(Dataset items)
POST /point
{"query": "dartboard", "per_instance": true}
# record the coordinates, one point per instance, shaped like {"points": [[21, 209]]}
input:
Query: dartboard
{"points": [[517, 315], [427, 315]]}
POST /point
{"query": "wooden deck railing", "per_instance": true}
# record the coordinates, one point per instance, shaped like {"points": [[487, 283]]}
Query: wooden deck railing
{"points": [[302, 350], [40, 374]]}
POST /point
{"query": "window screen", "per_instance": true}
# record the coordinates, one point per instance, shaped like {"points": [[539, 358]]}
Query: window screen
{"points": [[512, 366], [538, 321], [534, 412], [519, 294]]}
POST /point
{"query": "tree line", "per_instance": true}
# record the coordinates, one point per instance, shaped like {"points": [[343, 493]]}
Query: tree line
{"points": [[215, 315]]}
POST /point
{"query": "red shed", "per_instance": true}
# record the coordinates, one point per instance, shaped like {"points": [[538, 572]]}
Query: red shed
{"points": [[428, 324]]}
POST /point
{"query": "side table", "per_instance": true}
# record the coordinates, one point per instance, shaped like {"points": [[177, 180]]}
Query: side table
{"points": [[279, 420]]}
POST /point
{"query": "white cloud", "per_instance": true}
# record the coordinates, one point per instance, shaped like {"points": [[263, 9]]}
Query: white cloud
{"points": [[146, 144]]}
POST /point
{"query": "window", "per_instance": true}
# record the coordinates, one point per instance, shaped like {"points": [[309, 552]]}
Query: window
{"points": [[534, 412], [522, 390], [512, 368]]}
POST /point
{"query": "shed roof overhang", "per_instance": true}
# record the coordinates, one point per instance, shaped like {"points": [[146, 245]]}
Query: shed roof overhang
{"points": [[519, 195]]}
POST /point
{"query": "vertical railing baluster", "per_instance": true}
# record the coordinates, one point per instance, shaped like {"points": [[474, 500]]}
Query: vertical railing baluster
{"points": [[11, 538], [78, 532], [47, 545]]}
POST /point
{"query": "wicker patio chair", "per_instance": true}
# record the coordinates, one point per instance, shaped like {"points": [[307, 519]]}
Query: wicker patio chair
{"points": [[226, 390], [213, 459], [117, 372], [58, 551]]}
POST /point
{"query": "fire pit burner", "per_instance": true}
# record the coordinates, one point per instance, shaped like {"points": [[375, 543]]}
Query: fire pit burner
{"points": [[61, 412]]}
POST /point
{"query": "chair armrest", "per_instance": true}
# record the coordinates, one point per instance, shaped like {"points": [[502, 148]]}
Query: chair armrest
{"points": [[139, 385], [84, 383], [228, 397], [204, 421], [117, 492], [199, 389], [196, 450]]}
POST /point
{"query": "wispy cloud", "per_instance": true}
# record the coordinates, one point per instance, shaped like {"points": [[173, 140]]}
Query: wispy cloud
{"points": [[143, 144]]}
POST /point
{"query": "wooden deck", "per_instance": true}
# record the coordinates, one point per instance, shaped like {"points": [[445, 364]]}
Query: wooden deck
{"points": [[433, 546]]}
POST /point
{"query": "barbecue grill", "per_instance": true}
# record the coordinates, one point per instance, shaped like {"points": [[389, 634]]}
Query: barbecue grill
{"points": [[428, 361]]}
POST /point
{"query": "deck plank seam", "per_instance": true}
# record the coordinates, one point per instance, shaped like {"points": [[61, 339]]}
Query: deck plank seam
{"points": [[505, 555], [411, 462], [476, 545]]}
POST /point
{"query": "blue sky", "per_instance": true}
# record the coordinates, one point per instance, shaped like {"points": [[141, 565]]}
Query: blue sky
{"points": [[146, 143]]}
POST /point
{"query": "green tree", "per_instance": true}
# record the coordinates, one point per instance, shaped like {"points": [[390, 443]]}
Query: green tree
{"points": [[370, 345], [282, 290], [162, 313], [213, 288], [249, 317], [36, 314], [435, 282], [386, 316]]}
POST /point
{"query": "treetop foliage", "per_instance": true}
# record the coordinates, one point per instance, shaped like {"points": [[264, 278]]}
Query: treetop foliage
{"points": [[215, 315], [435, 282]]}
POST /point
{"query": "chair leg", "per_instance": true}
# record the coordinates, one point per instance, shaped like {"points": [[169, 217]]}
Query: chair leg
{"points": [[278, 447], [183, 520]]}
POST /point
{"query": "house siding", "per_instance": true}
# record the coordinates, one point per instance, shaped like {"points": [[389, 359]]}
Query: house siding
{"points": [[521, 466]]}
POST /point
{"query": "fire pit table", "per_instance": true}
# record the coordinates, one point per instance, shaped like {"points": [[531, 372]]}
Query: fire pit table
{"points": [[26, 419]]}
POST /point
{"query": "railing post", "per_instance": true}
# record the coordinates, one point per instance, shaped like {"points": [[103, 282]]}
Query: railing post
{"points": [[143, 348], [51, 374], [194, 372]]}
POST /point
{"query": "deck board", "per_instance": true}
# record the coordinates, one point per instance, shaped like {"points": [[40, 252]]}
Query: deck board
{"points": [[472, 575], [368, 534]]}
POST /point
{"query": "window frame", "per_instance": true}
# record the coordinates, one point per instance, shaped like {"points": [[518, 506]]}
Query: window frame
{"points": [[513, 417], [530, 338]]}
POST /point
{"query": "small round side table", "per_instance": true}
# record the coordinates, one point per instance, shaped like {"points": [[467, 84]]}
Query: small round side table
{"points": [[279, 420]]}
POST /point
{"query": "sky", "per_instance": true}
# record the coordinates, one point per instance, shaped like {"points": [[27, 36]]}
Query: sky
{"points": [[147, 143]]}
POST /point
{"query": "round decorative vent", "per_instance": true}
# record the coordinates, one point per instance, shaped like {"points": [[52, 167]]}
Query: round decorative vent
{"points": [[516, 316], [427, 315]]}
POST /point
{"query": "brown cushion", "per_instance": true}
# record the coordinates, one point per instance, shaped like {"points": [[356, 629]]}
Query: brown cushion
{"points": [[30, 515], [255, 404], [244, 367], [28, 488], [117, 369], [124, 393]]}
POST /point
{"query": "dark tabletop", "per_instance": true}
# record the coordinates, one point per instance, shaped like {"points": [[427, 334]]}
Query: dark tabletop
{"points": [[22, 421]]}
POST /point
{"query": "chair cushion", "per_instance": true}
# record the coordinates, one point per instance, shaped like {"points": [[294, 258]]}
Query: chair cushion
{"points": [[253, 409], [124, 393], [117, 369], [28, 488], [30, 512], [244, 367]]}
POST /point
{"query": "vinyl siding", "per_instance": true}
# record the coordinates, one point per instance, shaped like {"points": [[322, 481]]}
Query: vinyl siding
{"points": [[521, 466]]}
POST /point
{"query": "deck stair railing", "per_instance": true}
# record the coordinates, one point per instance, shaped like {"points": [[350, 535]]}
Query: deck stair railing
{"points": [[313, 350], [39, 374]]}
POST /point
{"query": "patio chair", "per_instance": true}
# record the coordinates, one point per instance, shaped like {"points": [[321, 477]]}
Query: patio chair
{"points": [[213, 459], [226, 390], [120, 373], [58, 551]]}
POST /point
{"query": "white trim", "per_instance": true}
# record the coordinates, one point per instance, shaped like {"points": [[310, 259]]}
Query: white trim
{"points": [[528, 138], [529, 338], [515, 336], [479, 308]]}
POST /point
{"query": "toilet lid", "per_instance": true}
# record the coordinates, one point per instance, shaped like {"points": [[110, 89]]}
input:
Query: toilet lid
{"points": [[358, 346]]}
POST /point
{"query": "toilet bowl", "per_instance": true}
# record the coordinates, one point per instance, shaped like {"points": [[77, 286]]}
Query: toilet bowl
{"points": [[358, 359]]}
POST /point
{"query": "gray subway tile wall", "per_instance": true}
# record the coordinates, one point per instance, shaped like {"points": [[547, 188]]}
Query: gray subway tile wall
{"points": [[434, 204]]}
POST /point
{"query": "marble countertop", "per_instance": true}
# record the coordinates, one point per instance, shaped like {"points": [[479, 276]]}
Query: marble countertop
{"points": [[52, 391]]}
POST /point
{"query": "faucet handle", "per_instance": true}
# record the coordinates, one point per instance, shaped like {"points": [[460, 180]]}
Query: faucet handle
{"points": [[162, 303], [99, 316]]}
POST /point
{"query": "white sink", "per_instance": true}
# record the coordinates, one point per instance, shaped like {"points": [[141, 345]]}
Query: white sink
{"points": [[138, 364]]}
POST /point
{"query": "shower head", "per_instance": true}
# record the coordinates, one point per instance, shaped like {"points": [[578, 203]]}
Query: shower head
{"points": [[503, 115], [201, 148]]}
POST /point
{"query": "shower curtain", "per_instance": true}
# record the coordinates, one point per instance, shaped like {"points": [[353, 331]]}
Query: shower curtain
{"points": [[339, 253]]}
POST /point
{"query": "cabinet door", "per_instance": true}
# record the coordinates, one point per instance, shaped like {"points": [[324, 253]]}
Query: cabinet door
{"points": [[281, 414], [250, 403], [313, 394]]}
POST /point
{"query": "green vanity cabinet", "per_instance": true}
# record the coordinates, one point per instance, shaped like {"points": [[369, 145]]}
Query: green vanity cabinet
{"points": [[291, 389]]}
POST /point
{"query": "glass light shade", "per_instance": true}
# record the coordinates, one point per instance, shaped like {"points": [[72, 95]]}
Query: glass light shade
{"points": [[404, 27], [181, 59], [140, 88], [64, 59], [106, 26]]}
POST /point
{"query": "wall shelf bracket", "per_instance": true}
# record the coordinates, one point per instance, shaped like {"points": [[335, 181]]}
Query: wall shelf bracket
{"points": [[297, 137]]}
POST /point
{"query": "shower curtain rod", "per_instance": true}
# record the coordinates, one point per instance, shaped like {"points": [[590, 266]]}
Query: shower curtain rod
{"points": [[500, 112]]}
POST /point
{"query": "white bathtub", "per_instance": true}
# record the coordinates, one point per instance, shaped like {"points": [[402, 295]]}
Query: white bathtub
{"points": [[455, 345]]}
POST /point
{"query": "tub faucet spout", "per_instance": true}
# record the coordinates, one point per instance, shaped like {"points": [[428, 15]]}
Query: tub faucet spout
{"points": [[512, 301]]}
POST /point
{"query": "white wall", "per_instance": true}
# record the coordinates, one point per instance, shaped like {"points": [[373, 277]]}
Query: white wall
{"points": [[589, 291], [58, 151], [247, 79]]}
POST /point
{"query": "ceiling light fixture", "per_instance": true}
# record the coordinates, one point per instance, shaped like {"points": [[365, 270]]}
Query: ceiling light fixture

> _Written task_: Tally the lines of Dataset items that contain the string "small", counting only matches with the same case, and give the count alone.

> _Final answer_: 2